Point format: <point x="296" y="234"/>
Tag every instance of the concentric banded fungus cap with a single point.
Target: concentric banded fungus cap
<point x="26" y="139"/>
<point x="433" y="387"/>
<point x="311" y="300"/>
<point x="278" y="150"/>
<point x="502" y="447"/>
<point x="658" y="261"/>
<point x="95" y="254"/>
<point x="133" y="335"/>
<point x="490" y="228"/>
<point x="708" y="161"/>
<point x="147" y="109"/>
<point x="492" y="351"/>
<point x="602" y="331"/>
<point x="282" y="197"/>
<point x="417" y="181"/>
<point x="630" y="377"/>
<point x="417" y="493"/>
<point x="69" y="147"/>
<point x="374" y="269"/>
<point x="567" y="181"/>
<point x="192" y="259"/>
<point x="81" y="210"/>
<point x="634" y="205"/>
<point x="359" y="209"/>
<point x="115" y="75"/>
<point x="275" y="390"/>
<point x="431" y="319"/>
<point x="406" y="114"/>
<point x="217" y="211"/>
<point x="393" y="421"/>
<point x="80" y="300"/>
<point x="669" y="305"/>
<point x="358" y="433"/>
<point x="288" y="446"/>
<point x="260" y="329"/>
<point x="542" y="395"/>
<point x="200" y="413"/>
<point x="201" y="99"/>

**DIRECTIONS FOR THIS TASK:** Write the lines above as a JSON list of strings, one string per line, leaving out any blank lines.

**CORRECT RESPONSE:**
[
  "Point format: <point x=\"296\" y=\"234\"/>",
  "Tag every instance of the concentric banded fungus cap with a single point.",
  "Target: concentric banded fungus cap",
  "<point x=\"26\" y=\"139\"/>",
  "<point x=\"433\" y=\"387\"/>",
  "<point x=\"311\" y=\"300\"/>",
  "<point x=\"278\" y=\"150\"/>",
  "<point x=\"502\" y=\"447\"/>",
  "<point x=\"658\" y=\"261\"/>",
  "<point x=\"95\" y=\"254\"/>",
  "<point x=\"133\" y=\"335\"/>",
  "<point x=\"490\" y=\"228\"/>",
  "<point x=\"708\" y=\"161\"/>",
  "<point x=\"147\" y=\"109\"/>",
  "<point x=\"492\" y=\"351\"/>",
  "<point x=\"602\" y=\"331\"/>",
  "<point x=\"282\" y=\"197\"/>",
  "<point x=\"417\" y=\"181\"/>",
  "<point x=\"630\" y=\"377\"/>",
  "<point x=\"417\" y=\"493\"/>",
  "<point x=\"69\" y=\"147\"/>",
  "<point x=\"374\" y=\"269\"/>",
  "<point x=\"567\" y=\"181\"/>",
  "<point x=\"192\" y=\"259\"/>",
  "<point x=\"81\" y=\"210\"/>",
  "<point x=\"634\" y=\"205\"/>",
  "<point x=\"359\" y=\"209\"/>",
  "<point x=\"115\" y=\"75\"/>",
  "<point x=\"275\" y=\"390\"/>",
  "<point x=\"431\" y=\"319\"/>",
  "<point x=\"406\" y=\"114\"/>",
  "<point x=\"217\" y=\"211\"/>",
  "<point x=\"393\" y=\"421\"/>",
  "<point x=\"80\" y=\"300\"/>",
  "<point x=\"669\" y=\"305\"/>",
  "<point x=\"358\" y=\"433\"/>",
  "<point x=\"288\" y=\"446\"/>",
  "<point x=\"260\" y=\"329\"/>",
  "<point x=\"542\" y=\"395\"/>",
  "<point x=\"200\" y=\"413\"/>",
  "<point x=\"201\" y=\"99\"/>"
]